### Exercise task:
Copy the listing below word for word, starting at the line that contains "Per instance of the grey" and ending after the line that contains "Per instance of the shoulder".

+++++

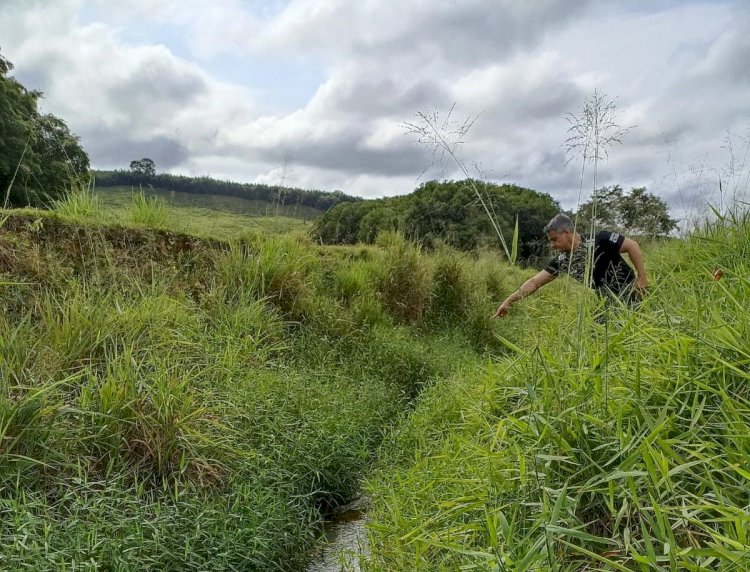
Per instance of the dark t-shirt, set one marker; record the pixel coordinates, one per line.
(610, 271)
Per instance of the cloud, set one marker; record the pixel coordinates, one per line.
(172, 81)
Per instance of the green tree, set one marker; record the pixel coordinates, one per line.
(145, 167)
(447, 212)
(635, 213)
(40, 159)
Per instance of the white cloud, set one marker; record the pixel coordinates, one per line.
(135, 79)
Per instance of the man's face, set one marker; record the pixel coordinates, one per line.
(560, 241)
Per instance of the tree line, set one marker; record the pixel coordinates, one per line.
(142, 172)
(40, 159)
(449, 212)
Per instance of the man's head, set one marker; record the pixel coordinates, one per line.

+++++

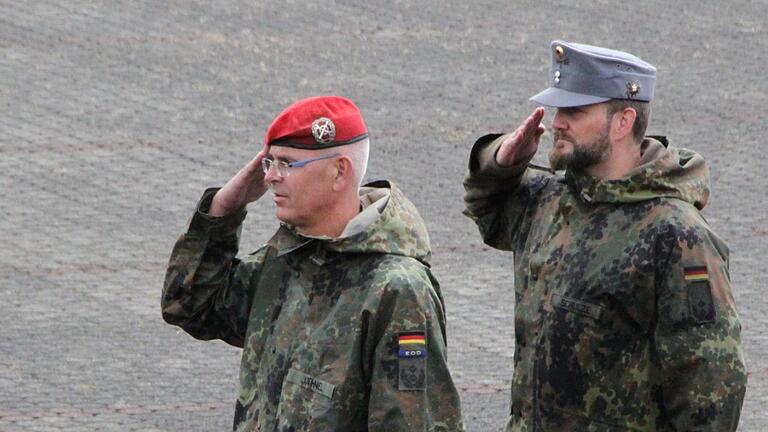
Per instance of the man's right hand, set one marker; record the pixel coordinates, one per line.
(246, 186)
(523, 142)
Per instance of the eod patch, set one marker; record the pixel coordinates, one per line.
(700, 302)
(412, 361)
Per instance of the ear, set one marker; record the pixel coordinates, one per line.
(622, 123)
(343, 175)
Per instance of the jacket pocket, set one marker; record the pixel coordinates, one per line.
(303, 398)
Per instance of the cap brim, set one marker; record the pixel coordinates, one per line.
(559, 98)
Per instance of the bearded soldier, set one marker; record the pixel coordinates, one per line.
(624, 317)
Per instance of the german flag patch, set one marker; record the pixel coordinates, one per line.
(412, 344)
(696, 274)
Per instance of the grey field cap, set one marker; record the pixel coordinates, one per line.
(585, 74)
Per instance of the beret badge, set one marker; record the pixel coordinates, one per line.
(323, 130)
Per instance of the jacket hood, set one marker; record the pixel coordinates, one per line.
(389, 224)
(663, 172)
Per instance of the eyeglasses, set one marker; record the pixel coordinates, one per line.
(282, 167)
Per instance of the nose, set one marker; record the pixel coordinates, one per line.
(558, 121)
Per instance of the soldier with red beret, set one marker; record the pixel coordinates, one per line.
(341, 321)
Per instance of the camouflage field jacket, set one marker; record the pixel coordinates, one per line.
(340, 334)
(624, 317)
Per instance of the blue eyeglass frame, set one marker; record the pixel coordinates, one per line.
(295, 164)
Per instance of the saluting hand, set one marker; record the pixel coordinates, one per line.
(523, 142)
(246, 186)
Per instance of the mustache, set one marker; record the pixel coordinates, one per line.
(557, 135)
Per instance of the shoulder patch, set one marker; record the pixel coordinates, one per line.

+++++

### Problem solution:
Per instance of the grey field cap, set one marker; record the pixel coordinates, one per line.
(585, 74)
Per instance of the beret badge, set one marker; record the pixel coordinates, one per line.
(323, 130)
Per instance of the jacket hood, set one marker; record the pixel coordinates, one per line.
(389, 224)
(663, 172)
Per instance of the eyeglasses, set one marker; record the pixel coordinates, one per line.
(282, 167)
Per instance of the nose, set one marker; record the pixel coordinates, one per line.
(558, 121)
Per instance of the soldier with red beret, set one marker; record the pixel coordinates, one per line.
(341, 321)
Per instance of the camouflage field jacket, set one marker; record the pixel coordinates, one per line.
(340, 334)
(624, 317)
Per instance of the blue eyeglass frame, set one marker; record the pixel coordinates, one per line.
(295, 164)
Per instance of the saluting hand, set one marker; record the pixel coordinates, one per line.
(523, 142)
(246, 186)
Per instance of the mustache, set one marker; record the pixel coordinates, one per line.
(557, 135)
Per instance of the shoulder patch, set one marker; record the pixel coordinates, one per line.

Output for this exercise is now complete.